[Recorded data]
● ● ● ●
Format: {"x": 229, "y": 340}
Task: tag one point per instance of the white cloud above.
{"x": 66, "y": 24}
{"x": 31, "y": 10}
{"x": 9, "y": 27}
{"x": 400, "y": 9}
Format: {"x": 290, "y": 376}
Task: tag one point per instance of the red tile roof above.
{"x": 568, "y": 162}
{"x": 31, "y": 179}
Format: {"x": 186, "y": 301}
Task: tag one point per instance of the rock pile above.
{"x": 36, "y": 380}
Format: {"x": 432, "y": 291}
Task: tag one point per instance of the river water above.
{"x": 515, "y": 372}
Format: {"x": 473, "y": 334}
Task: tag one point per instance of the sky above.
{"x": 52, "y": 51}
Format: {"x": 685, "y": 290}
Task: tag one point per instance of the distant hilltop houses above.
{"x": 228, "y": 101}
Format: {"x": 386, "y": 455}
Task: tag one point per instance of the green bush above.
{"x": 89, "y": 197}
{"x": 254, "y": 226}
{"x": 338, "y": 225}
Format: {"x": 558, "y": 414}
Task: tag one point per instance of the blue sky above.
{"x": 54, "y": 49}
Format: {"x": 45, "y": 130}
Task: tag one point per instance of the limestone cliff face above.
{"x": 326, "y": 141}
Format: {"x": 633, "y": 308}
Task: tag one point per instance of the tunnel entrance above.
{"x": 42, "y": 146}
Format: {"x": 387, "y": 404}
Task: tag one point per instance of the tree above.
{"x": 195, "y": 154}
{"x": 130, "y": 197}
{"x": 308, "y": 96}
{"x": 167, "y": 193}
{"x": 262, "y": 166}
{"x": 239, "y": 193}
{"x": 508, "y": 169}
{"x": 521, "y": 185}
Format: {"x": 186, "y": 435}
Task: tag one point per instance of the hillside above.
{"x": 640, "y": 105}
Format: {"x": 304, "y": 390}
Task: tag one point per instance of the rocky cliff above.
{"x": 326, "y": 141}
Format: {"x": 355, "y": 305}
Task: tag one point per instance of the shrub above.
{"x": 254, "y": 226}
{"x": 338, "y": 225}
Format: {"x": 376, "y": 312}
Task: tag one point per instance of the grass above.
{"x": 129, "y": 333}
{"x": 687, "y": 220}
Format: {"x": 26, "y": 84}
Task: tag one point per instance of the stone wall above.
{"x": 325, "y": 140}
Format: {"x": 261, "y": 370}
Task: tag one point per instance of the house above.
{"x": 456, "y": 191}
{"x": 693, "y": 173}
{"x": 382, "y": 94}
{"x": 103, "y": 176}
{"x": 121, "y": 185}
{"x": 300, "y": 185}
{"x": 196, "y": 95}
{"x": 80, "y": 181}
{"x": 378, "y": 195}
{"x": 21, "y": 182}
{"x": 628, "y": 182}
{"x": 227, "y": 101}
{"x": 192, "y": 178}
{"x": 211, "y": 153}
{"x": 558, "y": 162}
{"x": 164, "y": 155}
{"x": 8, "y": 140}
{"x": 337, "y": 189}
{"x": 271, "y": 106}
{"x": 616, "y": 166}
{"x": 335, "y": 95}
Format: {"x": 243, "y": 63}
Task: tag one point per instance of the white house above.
● ● ● ●
Go through the records and print each one exactly.

### FINAL RESULT:
Format: {"x": 229, "y": 340}
Task: tag one point per instance of the white cloud above.
{"x": 66, "y": 24}
{"x": 31, "y": 10}
{"x": 9, "y": 27}
{"x": 400, "y": 9}
Format: {"x": 290, "y": 376}
Task: tag one point per instance of the red tile roof above.
{"x": 568, "y": 162}
{"x": 31, "y": 179}
Format: {"x": 186, "y": 301}
Task: tag one point per instance of the rock pile above.
{"x": 36, "y": 380}
Format: {"x": 432, "y": 291}
Task: tag one point per instance of the river water above.
{"x": 515, "y": 372}
Format: {"x": 473, "y": 334}
Task: tag one point per instance of the sky above.
{"x": 52, "y": 51}
Format: {"x": 685, "y": 290}
Task: tag one point per instance of the distant hilltop houses above.
{"x": 228, "y": 101}
Format: {"x": 386, "y": 455}
Task: tag one point per instance of the green bush above.
{"x": 89, "y": 197}
{"x": 254, "y": 226}
{"x": 338, "y": 225}
Format: {"x": 558, "y": 414}
Task: tag one point per instance of the blue sky above.
{"x": 54, "y": 49}
Format: {"x": 45, "y": 130}
Task: tag one point per instance of the limestone cliff face above.
{"x": 326, "y": 141}
Format: {"x": 633, "y": 308}
Task: tag one point per instance of the tunnel entrance above.
{"x": 42, "y": 146}
Format: {"x": 387, "y": 404}
Task: tag one point per instance of the tree above.
{"x": 195, "y": 154}
{"x": 130, "y": 197}
{"x": 308, "y": 96}
{"x": 167, "y": 193}
{"x": 262, "y": 166}
{"x": 239, "y": 193}
{"x": 508, "y": 169}
{"x": 521, "y": 185}
Format: {"x": 186, "y": 435}
Task: tag one point per instance of the hillside above.
{"x": 640, "y": 105}
Format: {"x": 304, "y": 390}
Task: tag one point per instance of the rocky cliff above.
{"x": 326, "y": 141}
Format: {"x": 355, "y": 305}
Task: tag one point per instance of the shrub above.
{"x": 254, "y": 226}
{"x": 338, "y": 225}
Format: {"x": 376, "y": 312}
Task: tag one point per instance of the grass above.
{"x": 129, "y": 333}
{"x": 687, "y": 220}
Format: {"x": 26, "y": 84}
Task: tag one point per instance of the stone wall above.
{"x": 325, "y": 140}
Format: {"x": 261, "y": 370}
Task: tag one point per instance of the house above.
{"x": 456, "y": 191}
{"x": 693, "y": 173}
{"x": 382, "y": 94}
{"x": 103, "y": 176}
{"x": 121, "y": 185}
{"x": 300, "y": 185}
{"x": 196, "y": 95}
{"x": 80, "y": 181}
{"x": 378, "y": 195}
{"x": 21, "y": 182}
{"x": 628, "y": 182}
{"x": 227, "y": 101}
{"x": 192, "y": 178}
{"x": 211, "y": 153}
{"x": 558, "y": 162}
{"x": 164, "y": 155}
{"x": 8, "y": 140}
{"x": 337, "y": 189}
{"x": 271, "y": 106}
{"x": 616, "y": 166}
{"x": 335, "y": 95}
Format: {"x": 243, "y": 63}
Task: tag one point per instance of the white house above.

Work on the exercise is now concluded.